DIRECTIVE. Copy out the rows below, replacing "ostrich" with "emu" wherever it occurs and leaving everything else unchanged.

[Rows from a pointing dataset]
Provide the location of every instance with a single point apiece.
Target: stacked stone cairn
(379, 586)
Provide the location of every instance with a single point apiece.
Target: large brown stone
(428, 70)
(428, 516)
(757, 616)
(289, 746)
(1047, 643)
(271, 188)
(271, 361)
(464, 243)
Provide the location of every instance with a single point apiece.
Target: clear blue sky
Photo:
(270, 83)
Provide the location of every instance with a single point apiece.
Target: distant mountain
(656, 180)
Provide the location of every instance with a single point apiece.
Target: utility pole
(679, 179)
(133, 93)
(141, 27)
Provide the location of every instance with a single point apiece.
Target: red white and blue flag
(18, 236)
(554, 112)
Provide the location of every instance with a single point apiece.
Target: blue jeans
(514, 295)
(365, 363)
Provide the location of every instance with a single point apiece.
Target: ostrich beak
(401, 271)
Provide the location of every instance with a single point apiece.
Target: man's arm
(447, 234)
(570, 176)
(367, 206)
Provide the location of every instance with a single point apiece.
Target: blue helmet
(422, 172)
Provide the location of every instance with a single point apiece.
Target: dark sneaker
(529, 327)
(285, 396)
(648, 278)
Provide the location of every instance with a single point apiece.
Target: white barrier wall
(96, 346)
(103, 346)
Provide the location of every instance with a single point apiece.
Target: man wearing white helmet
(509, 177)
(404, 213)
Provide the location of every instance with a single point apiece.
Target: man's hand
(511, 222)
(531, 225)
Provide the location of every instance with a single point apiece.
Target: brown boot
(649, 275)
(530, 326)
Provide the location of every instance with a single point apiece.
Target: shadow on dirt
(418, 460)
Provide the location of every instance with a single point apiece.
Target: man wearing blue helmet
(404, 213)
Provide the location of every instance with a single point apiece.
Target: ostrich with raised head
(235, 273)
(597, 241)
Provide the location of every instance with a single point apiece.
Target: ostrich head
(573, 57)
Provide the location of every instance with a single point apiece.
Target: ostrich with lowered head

TASK OUTPUT.
Provide the location of every instance with a single point apiece.
Target: stacked stone cairn
(379, 586)
Provide the location of every instance with a single point apiece.
Target: large brown stone
(428, 70)
(428, 516)
(757, 616)
(289, 746)
(1047, 643)
(271, 188)
(271, 361)
(464, 243)
Provide the location of every instance with a single point apiece.
Target: clear blue sky
Photo:
(270, 83)
Provide the location of every instance with a single point apiece.
Target: distant mountain
(656, 180)
Provide the location of every instance with a single point apiece.
Target: utility pole
(679, 179)
(133, 93)
(141, 27)
Provide the location of every instance with a single point apiece.
Target: red white and blue flag
(18, 236)
(554, 112)
Provide the location of every instance with a single point apiece.
Target: blue jeans
(514, 295)
(365, 363)
Provide the location of every instance with a single point apiece.
Target: emu beak
(401, 271)
Provide the location of every instance with a single point apiece.
Target: man's arm
(447, 234)
(570, 176)
(367, 206)
Provide the location of every instance with a single point apiece.
Target: blue helmet
(422, 172)
Provide the location of every instance with a single point apiece.
Target: dark sneaker
(529, 327)
(285, 396)
(648, 278)
Provide the location of every instance with a single point apiece.
Target: white barrier wall
(96, 346)
(103, 346)
Provide the location of every instance with a single point apiece.
Target: man wearing white helmet
(509, 177)
(404, 213)
Provide the location of every instance with a single point apiece.
Target: man's hand
(511, 222)
(531, 225)
Provide the location of every instance with a single point apiece.
Target: brown boot
(649, 275)
(530, 326)
Provide the location of every instance with a single point apiece.
Target: shadow on dirt
(418, 460)
Provide the location of every instance with a single point apiece.
Target: man wearing blue helmet
(404, 213)
Provide the location of every instance with a single point apiece.
Target: emu with raised head
(235, 273)
(597, 241)
Provide the location of every instance with a single point apiece.
Target: emu head
(573, 57)
Provide the location of every instance with a single point apiece.
Target: emu with lowered head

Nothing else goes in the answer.